Instructions to follow: Extract each record and reproduce it exactly.

===== Given records

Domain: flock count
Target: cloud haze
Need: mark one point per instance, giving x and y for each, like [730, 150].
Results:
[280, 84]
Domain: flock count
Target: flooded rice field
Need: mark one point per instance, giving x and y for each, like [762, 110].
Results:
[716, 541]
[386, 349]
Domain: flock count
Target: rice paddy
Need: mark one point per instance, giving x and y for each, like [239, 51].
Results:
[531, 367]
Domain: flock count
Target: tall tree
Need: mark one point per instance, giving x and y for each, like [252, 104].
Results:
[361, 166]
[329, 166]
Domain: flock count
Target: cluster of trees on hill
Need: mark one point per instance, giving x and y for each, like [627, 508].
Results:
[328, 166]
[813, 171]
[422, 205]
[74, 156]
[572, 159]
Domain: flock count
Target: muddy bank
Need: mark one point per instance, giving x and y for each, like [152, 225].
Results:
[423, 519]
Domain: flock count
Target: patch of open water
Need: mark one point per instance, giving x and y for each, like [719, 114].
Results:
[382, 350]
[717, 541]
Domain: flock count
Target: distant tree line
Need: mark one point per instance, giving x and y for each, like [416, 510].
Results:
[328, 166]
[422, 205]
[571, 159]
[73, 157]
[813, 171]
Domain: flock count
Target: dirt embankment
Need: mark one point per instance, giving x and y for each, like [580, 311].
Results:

==========

Solution below:
Domain: flock count
Target: cloud haze
Need: mark one point per instance, giving x and y for each, like [730, 150].
Results:
[280, 84]
Domain: flock count
Target: flooded rice field
Need: mark one point per instance, giving x and y for each, like [762, 110].
Results:
[716, 541]
[386, 349]
Domain: flock count
Target: rice paddy
Need: mark one point per instance, giving x and y for each, like [239, 51].
Results:
[531, 367]
Domain: flock count
Target: tall tree
Need: mark one point per instance, giving x and y for each, like [252, 104].
Results:
[361, 166]
[329, 166]
Domain: flock count
Target: cluster of trees on hill
Need: mark one point per instance, giving x and y for each, like [627, 508].
Results:
[328, 166]
[813, 171]
[422, 205]
[74, 156]
[572, 159]
Domain: flock count
Target: muddy bank
Need: mark one point per instance, giving x and y for each, like [152, 225].
Results:
[423, 519]
Domain: flock count
Target: patch of open water
Need: mark one point per instance, giving x and y for each, like [719, 114].
Results:
[382, 350]
[717, 541]
Domain: flock count
Target: distant tree line
Need: mark one point per instance, giving x and y for each, like [416, 510].
Results:
[328, 166]
[422, 205]
[571, 159]
[73, 157]
[813, 171]
Domain: flock count
Target: dirt embankment
Need: mark one point per instance, giving x and y for each, like [580, 311].
Results:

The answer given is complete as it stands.